# Excerpted text:
+---+
Exploring Climate Data (Part 3)

post by Nadja Kutz

This blog article is about the temperature data used in the reports of the Intergovernmental panel on Climate Change (IPCC). I present the results of an investigation into the completeness of global land surface temperature records. There are noticeable gaps in the data records, but I leave discussion about the implications of these gaps to the readers.

The data used in the newest IPCC report, namely the Fifth Assessment Report (AR5) is, as it seems, at the time of writing not yet available at the IPCC data distribution centre.

The temperature databases used for the previous report, AR4, are listed here on the website of the IPCC. These databases are:

CRUTEM3,

NCDC (probably as a guess using the data set GHCNM v3),

GISTEMP, and

• the collection of Lugina et al.

The temperature collection CRUTEM3 was put together by the Climatic Research Unit (CRU) at the University of East Anglia. According to the CRU temperature page the CRUTEM3 data and in particular the CRUTEM3 land air temperature anomalies on a 5° × 5° grid-box basis has now been superseded by the so-called CRUTEM4 collection.

Since the CRUTEM collection appeared to be an important data source for the IPCC, I started by investigating the land air temperature data collection CRUTEM4. In what follows, only the availability of so-called land air temperature measurements will be investigated. (The collections often also contain sea surface temperature (SST) measurements.)
+---+
# Material provided:
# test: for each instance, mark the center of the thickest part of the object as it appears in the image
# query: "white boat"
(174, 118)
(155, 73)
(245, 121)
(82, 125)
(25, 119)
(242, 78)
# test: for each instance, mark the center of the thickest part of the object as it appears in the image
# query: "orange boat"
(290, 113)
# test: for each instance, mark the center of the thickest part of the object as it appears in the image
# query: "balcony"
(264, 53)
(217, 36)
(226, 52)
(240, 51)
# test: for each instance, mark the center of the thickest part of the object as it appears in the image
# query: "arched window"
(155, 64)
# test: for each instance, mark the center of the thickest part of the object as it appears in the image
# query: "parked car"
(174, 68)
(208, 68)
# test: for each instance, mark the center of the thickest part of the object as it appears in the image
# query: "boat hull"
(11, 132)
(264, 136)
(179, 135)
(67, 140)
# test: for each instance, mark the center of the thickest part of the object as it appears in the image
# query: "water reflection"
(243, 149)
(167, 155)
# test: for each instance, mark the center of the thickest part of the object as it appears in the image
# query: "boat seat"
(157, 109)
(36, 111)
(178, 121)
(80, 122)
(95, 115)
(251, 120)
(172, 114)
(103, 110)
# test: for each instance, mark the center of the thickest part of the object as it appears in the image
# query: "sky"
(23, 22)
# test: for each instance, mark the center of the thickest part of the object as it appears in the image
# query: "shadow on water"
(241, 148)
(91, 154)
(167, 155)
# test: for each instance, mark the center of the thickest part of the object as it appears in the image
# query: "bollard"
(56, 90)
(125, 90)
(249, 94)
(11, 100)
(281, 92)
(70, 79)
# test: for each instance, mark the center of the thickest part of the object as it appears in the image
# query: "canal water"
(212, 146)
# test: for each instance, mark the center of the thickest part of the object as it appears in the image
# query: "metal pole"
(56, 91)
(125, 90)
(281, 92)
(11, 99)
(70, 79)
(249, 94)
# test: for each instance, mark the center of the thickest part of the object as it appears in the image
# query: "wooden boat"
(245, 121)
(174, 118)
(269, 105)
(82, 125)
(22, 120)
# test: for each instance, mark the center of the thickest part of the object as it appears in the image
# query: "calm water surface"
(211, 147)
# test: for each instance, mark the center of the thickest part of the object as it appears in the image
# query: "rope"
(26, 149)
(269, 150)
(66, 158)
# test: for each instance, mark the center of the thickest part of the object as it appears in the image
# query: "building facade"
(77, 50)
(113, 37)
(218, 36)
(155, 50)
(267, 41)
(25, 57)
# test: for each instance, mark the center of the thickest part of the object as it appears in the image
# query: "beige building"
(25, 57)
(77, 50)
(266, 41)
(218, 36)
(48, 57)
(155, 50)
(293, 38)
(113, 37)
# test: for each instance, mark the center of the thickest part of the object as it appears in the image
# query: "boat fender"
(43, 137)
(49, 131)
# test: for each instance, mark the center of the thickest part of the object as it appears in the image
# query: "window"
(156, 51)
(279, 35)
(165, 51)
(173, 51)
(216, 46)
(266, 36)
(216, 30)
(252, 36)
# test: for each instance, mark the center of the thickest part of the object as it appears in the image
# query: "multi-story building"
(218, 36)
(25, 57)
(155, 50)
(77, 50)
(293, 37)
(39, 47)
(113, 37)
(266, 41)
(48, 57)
+---+
# Aim of the task:
Rewrite the climate data post from "The data used" up to and including "data distribution centre.", substituting "latest" for "newest".

# Complete answer:
The data used in the latest IPCC report, namely the Fifth Assessment Report (AR5) is, as it seems, at the time of writing not yet available at the IPCC data distribution centre.